### Exercise aim
Could you copy, word for word, only the lines from the one containing "Mark one point per instance of the green grass on" through the last line of the records below, both included?

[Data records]
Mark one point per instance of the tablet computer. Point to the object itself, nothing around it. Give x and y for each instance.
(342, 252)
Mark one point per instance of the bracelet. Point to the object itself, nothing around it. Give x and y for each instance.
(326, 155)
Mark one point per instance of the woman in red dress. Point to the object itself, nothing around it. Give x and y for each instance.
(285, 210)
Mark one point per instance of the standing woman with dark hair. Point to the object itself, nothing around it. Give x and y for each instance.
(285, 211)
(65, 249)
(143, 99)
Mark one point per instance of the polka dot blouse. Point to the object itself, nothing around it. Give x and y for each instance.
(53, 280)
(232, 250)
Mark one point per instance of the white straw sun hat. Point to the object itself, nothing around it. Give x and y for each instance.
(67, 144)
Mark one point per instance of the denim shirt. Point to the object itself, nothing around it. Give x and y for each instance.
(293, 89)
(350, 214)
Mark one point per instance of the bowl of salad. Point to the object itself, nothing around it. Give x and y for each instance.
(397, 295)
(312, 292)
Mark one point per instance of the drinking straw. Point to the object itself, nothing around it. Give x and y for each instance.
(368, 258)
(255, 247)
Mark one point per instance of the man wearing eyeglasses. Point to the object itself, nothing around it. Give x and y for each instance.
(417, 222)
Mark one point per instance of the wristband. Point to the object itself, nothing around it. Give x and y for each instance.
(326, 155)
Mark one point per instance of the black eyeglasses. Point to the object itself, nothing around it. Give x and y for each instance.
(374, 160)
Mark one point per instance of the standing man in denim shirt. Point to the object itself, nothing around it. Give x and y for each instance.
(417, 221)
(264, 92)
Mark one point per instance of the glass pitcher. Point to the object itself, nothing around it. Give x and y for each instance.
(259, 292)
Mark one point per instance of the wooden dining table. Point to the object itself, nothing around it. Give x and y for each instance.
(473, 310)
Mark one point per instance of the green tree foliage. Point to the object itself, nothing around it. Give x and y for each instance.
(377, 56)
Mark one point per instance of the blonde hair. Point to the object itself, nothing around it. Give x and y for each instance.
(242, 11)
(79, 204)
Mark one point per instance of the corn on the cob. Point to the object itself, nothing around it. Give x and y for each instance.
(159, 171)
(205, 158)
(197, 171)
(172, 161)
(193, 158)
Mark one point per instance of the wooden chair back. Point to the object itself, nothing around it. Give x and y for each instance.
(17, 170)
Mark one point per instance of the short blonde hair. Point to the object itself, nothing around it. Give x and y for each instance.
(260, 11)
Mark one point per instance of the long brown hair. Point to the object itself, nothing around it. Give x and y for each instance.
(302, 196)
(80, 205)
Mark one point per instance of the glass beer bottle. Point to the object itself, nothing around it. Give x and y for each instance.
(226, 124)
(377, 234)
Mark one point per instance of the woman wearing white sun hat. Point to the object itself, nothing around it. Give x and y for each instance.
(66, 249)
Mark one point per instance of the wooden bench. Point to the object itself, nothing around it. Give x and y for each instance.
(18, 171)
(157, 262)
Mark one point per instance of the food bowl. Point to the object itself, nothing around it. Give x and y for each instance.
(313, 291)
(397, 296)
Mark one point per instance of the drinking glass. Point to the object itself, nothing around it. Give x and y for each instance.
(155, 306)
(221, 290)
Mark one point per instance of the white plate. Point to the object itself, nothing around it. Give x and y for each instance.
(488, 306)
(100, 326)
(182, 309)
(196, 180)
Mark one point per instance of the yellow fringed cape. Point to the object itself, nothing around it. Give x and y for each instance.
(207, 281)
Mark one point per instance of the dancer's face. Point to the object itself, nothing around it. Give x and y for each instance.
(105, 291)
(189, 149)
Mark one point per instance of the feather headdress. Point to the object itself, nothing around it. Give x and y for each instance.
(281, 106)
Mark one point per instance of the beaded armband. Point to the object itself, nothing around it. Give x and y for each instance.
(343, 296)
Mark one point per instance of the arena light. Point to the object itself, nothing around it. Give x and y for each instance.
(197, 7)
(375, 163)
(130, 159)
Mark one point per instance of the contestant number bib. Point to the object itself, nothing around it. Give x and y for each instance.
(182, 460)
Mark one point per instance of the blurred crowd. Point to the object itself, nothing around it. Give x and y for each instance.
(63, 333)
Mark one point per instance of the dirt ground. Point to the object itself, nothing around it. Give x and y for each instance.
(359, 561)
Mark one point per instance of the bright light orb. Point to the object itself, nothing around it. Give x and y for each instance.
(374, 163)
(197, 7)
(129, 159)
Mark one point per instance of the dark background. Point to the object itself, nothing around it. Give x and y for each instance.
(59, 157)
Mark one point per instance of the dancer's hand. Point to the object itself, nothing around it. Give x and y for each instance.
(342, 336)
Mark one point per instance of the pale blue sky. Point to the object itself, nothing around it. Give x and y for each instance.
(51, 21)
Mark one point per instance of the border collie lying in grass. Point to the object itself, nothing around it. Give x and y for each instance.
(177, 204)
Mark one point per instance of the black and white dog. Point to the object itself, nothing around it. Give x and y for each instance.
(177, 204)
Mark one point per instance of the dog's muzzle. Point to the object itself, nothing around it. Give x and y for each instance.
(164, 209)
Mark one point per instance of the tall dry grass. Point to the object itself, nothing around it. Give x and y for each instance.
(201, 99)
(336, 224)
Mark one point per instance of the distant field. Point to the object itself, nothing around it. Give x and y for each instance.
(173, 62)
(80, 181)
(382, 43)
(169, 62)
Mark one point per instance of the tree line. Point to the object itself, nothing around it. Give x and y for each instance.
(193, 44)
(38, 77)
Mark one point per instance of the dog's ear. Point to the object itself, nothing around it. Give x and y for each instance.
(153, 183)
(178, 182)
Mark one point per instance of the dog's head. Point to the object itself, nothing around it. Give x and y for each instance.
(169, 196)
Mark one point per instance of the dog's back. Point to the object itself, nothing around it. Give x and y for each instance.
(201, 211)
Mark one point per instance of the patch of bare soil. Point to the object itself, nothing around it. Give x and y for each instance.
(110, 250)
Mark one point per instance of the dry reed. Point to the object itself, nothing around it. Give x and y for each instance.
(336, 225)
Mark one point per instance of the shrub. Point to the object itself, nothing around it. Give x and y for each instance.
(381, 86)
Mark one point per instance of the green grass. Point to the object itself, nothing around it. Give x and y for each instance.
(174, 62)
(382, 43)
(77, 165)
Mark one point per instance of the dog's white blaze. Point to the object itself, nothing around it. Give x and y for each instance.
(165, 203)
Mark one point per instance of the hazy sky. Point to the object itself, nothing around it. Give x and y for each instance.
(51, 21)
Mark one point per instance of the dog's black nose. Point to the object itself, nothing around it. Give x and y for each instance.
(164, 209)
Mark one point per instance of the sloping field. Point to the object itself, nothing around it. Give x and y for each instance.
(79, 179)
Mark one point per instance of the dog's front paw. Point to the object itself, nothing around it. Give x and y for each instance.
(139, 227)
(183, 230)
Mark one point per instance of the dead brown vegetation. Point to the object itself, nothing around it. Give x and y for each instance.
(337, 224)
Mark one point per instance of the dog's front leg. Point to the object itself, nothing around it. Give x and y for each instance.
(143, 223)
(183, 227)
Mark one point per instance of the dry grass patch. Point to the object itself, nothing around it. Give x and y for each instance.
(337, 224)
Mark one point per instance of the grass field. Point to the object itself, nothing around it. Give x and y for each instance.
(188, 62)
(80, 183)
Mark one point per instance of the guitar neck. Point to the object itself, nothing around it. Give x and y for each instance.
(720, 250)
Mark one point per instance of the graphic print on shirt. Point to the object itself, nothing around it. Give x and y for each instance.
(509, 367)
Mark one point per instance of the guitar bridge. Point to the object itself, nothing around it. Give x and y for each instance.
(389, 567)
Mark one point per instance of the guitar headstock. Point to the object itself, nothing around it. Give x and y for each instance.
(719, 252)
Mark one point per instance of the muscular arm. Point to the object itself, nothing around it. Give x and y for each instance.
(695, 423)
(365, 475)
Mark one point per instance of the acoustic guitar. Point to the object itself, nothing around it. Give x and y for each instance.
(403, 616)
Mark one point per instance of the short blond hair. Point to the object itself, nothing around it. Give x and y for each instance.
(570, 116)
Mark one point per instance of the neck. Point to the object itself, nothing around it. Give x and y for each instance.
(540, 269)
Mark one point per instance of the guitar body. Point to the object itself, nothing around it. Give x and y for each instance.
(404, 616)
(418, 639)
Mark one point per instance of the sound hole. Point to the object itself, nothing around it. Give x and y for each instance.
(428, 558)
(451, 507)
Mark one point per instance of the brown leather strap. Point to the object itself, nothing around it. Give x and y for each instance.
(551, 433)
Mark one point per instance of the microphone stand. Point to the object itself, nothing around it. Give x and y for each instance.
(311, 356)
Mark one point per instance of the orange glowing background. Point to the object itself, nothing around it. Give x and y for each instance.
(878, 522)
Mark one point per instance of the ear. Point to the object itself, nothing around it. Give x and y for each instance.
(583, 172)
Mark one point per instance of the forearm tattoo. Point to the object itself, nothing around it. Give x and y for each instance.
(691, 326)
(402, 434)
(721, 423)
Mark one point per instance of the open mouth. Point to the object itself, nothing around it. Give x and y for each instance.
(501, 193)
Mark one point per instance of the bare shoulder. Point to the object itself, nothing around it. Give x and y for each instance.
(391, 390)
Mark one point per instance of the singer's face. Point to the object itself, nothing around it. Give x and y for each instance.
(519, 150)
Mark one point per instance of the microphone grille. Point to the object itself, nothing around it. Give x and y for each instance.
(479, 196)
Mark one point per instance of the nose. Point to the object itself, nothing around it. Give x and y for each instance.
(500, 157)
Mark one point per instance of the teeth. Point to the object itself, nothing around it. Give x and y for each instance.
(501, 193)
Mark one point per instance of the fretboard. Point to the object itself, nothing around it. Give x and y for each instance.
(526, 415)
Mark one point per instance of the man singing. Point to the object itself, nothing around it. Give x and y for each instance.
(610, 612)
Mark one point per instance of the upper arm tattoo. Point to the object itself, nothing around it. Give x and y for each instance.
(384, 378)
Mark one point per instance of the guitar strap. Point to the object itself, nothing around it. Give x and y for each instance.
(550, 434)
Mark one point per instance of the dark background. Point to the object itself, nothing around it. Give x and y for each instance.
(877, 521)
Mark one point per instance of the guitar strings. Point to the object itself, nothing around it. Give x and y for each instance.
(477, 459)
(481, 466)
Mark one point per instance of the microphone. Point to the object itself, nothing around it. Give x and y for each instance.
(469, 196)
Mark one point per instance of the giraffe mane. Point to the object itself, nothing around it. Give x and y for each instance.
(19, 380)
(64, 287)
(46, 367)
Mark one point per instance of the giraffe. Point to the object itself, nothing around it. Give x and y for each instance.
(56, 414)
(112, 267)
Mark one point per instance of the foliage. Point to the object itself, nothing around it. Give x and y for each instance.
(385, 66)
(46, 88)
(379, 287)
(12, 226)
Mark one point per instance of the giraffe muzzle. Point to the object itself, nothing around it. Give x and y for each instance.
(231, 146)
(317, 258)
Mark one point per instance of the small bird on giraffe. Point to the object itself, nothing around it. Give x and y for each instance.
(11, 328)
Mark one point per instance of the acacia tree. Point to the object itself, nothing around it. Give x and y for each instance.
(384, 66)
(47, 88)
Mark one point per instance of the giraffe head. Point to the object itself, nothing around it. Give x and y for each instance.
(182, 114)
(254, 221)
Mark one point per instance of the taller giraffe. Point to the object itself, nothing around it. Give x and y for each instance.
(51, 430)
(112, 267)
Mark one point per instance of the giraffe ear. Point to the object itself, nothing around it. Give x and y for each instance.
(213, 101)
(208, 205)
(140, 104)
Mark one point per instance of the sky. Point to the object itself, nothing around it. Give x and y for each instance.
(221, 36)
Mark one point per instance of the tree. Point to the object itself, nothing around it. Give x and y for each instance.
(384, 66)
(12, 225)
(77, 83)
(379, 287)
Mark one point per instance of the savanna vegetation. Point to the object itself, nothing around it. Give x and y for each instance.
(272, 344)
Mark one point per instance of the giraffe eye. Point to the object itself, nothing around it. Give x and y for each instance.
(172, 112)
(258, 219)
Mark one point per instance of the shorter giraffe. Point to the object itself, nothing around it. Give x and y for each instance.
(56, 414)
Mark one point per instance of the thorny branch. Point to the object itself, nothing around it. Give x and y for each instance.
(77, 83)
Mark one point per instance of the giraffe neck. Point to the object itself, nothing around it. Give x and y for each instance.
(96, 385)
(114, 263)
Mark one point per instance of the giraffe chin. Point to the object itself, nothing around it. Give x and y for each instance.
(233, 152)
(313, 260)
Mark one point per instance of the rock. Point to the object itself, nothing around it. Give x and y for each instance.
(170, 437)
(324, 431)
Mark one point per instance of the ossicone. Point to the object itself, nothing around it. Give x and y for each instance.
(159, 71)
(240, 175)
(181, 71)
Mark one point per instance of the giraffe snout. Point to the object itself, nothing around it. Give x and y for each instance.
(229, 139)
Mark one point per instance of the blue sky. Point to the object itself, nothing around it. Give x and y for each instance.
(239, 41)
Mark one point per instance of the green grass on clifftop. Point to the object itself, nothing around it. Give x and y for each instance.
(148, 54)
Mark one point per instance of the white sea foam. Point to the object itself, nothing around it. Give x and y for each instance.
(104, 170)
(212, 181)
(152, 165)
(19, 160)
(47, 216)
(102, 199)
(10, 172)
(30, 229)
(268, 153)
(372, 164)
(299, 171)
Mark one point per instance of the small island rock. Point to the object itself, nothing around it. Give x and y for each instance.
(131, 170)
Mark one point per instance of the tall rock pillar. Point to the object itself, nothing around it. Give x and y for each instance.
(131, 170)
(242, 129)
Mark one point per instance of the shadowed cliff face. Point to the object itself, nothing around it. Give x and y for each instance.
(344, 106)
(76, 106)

### Expected answer
Mark one point per instance of the green grass on clifftop. Point to the object itself, nothing around it. Give x and y for each instance.
(148, 54)
Mark one point per instance of the white sea foam. Point to the object itself, nothing around it. Give x and y for each instance.
(104, 170)
(212, 181)
(152, 165)
(19, 160)
(47, 216)
(102, 199)
(10, 172)
(30, 229)
(268, 153)
(372, 164)
(299, 171)
Mark one point per instance of the small island rock. Point to the object itself, nothing around it. Give x and y for each instance.
(131, 170)
Mark one point per instance of the tall rock pillar. Point to the object itself, nothing around it. Give x and y for each instance.
(131, 170)
(242, 129)
Mark one point per instance of the shadowed cliff face. Point to the object itself, nothing around it. Give x and y for each instance.
(344, 106)
(76, 106)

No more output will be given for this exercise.